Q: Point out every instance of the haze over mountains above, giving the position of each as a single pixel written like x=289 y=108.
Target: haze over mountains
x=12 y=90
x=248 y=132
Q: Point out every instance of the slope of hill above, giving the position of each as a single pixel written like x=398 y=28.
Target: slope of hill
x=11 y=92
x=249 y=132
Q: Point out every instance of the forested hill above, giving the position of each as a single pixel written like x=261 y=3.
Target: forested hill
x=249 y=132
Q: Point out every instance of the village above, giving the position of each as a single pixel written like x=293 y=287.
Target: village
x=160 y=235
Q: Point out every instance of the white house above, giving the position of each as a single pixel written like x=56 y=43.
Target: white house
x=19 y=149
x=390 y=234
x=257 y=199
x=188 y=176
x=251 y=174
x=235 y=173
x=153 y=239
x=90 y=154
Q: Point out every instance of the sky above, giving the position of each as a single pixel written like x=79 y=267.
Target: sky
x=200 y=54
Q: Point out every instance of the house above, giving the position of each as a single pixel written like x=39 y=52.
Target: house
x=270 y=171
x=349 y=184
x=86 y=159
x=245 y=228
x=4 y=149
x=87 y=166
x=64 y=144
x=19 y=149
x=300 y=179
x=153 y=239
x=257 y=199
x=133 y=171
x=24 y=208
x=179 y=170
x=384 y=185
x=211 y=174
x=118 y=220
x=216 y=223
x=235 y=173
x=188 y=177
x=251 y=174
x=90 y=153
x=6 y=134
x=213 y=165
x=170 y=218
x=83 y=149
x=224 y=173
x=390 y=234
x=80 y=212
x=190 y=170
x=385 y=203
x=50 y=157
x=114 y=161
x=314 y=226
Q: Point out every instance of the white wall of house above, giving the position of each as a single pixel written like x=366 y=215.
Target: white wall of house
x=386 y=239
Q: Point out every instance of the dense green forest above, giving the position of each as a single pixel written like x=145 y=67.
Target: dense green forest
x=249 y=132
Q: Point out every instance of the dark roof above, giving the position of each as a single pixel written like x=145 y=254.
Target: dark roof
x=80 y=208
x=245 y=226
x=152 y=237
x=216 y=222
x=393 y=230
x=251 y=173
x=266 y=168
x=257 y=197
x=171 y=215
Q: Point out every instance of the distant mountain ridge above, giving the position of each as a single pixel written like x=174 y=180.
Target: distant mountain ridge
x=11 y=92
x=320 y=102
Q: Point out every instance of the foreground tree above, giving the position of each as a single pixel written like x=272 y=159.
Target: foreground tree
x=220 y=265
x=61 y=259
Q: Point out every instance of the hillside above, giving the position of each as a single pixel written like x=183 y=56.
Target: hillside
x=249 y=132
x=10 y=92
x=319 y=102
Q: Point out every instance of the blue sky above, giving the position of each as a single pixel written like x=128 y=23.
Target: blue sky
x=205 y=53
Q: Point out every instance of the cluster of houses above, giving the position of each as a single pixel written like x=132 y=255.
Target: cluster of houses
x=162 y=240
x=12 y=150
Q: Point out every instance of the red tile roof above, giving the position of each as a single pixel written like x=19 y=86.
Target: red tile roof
===
# EXERCISE DIRECTIONS
Print all of the lines above so that each one matches its original exactly.

# PROBLEM SOLUTION
Q: Point out every instance of the haze over mountains above, giving the position of each as a single pixel written like x=289 y=108.
Target: haze over mountains
x=12 y=90
x=248 y=132
Q: Point out every instance of the slope of hill above, giving the position of each as a single pixel written like x=398 y=28.
Target: slope of hill
x=11 y=92
x=249 y=132
Q: Point out every instance of the forested hill above, giving the position of each as a single pixel written like x=261 y=3.
Target: forested hill
x=249 y=132
Q: Point out every instance of the village above, giving the position of each as a single pixel written like x=293 y=287.
Target: village
x=160 y=235
Q: Point out every instance of the white house above, giving the position of each as a single pixel written like x=56 y=43.
Target: white house
x=19 y=149
x=390 y=234
x=257 y=199
x=188 y=176
x=251 y=174
x=235 y=173
x=153 y=239
x=90 y=154
Q: Point out every instance of the sky above, giving the position of each as a single pixel written like x=79 y=267.
Target: sky
x=200 y=54
Q: Point out every instance of the house above, giving the position of each as a single pixel written like x=39 y=52.
Target: house
x=270 y=171
x=349 y=184
x=86 y=159
x=245 y=228
x=4 y=149
x=87 y=166
x=64 y=144
x=19 y=149
x=300 y=179
x=153 y=239
x=257 y=199
x=133 y=171
x=24 y=208
x=179 y=170
x=384 y=185
x=211 y=174
x=118 y=220
x=216 y=223
x=235 y=173
x=188 y=177
x=251 y=174
x=90 y=153
x=6 y=134
x=213 y=165
x=170 y=218
x=83 y=149
x=224 y=173
x=390 y=234
x=80 y=212
x=190 y=170
x=385 y=203
x=50 y=157
x=114 y=161
x=314 y=226
Q: Point out every instance of the white wall of house above, giving the position of each as a single pixel written like x=366 y=215.
Target: white wall of house
x=386 y=239
Q: Point out every instance of the dense green forest above, giving the position of each as a single pixel written like x=145 y=67.
Target: dense green forest
x=249 y=132
Q: Point out every instance of the dark roof above, giving the position of each as a single pixel written like x=145 y=254.
Target: dark roof
x=80 y=208
x=245 y=226
x=152 y=237
x=216 y=222
x=393 y=230
x=251 y=173
x=266 y=168
x=257 y=197
x=171 y=215
Q: Point out every instance of the distant mountain ridge above, giving the position of each as a single pixel written like x=174 y=180.
Target: distant mountain ridge
x=11 y=92
x=320 y=102
Q: Point out every instance of the foreground tree above, giving the position of each as a single pixel written like x=272 y=159.
Target: foreground tree
x=220 y=265
x=61 y=259
Q: Point out every instance of the hillside above, giving the position of each as a single pixel written like x=183 y=56.
Target: hillside
x=249 y=132
x=10 y=92
x=319 y=102
Q: Point out every instance of the blue sky above, giving the position of each as a single pixel written like x=128 y=23.
Target: blue sky
x=205 y=53
Q: Point out every instance of the cluster of houses above, giving the position of each as a single pixel written like x=132 y=255.
Target: cluster of houses
x=162 y=240
x=12 y=150
Q: Point out every instance of the red tile roof above, giving the position of each as a single pixel written like x=19 y=86.
Target: red tile roof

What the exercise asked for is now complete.